Timeout on pymc3.sampling.sample

Dear pymc3 community,

I am facing a use case where we sample from the same pymc3 model for a number of datasets. We share one model between the sets, but swap out the observed data via pm.set_data(). This is done on top of Python’s multiprocessing where there is one worker with four chains per dataset. This worker runs 2 pymc sampling chains in parallel via a NoDaemonProcess as detailed here.

The sampling is working fine for most of the datasets, however I am experiencing slow sampling speeds for 2a5% of my datasets. The majority of the datasets finishes sampling under 5-8 minutes, but occasionally there is one dataset that takes up to twenty minutes. In these cases sample() outputs the following when returning, rendering the result unusable anyways (hence it wasn’t necessary worth waiting for such a long period of time):

The acceptance probability does not match the target. It is 0.9963603118187342, but should be close to 0.95. Try to increase the number of tuning steps.
There were 274 divergences after tuning. Increase `target_accept` or reparameterize.
The acceptance probability does not match the target. It is 0.3272752463798762, but should be close to 0.95. Try to increase the number of tuning steps.
The gelman-rubin statistic is larger than 1.4 for some parameters. The sampler did not converge.
The estimated number of effective samples is smaller than 200 for some parameters.

▶ **Problem A**: Pick out every line of the listing below that contains the word "negative", copying each one in full. Case counts.

▶ **Extracted information**:
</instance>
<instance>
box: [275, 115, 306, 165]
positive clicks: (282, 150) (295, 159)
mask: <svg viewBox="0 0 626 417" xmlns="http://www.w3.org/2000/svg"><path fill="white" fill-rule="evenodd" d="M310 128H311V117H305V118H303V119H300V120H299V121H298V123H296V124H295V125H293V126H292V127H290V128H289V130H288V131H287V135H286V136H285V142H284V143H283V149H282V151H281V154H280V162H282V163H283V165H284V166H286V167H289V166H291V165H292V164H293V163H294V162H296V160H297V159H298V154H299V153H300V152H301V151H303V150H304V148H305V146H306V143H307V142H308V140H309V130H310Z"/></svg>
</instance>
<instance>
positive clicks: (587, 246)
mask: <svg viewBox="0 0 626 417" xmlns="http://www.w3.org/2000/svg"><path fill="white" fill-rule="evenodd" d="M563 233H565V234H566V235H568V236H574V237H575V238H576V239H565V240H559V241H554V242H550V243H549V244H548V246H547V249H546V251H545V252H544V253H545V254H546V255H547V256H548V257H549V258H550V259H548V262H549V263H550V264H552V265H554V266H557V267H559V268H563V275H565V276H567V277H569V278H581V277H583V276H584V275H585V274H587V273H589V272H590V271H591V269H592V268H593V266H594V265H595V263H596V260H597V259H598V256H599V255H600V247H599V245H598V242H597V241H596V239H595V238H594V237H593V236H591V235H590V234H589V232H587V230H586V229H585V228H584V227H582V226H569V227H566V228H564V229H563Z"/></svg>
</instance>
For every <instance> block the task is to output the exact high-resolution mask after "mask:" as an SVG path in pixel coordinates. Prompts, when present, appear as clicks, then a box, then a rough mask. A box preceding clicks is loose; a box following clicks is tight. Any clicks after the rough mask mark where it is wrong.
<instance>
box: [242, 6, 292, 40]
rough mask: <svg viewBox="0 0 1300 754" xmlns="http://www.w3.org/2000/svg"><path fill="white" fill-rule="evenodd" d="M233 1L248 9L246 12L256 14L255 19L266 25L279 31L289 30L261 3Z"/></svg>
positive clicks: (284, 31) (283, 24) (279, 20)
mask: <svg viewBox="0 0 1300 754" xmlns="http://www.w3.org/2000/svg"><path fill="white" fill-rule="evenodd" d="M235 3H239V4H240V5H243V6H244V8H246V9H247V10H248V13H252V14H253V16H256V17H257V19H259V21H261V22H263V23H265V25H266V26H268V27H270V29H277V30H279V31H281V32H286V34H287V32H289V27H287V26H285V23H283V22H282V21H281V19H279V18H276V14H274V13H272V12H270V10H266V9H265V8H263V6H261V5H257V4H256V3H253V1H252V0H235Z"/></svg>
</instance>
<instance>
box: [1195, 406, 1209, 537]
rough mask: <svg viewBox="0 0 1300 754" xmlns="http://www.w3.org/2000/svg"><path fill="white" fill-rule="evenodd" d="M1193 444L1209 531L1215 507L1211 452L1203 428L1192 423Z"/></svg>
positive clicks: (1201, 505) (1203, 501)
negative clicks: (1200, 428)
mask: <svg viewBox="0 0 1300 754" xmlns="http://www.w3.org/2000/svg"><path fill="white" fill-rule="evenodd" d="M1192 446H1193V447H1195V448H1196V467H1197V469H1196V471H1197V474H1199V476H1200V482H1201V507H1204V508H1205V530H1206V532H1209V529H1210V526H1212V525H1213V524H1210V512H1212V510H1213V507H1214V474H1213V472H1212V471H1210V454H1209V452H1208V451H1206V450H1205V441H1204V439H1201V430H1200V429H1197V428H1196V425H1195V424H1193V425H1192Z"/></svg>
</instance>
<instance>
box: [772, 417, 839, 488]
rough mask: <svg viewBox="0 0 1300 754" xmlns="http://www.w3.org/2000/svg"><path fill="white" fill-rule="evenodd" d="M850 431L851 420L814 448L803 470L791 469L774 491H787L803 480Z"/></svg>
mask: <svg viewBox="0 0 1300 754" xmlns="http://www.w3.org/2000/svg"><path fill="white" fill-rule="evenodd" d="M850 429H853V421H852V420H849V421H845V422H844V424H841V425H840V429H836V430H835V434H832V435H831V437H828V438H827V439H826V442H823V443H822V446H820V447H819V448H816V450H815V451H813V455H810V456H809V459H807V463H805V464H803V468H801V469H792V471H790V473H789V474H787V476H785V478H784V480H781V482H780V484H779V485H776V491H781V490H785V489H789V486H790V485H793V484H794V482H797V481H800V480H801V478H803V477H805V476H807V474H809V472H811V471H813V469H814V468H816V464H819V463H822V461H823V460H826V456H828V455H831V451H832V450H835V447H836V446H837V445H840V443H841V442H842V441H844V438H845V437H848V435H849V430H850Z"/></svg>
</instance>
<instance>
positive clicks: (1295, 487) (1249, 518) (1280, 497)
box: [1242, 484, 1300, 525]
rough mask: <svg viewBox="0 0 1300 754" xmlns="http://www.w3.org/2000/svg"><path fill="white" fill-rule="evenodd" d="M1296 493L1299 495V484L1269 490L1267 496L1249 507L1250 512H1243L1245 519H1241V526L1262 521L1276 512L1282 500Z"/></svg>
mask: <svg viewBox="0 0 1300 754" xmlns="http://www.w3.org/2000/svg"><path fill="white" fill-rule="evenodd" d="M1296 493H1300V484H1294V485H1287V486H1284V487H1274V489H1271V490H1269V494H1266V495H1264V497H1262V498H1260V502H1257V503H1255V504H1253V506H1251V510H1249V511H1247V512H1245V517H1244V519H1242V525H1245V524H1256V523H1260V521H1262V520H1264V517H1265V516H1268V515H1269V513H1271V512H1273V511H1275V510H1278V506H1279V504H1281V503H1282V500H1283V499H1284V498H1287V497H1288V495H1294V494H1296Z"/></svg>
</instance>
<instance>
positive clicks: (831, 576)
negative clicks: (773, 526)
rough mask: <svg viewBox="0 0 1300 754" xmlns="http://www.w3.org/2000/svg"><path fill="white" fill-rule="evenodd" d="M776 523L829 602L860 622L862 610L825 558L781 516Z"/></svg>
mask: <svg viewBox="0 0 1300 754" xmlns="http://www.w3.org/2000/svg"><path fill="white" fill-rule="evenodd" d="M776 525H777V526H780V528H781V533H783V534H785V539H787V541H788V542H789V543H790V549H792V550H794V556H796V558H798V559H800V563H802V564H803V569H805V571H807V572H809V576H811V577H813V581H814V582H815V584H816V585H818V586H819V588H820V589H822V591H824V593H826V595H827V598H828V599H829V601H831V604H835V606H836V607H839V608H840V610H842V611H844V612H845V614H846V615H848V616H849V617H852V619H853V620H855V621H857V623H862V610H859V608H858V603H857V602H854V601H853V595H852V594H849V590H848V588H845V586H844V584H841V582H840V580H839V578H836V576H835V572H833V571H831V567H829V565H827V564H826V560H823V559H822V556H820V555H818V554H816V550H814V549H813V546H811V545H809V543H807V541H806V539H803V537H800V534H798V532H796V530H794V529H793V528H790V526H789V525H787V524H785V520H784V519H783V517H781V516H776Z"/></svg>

▶ **Problem B**: In the pymc3 forum post, how many divergences does the sampler report after tuning?

▶ **Your response A**:
negative clicks: (1200, 428)
negative clicks: (773, 526)

▶ **Your response B**: 274.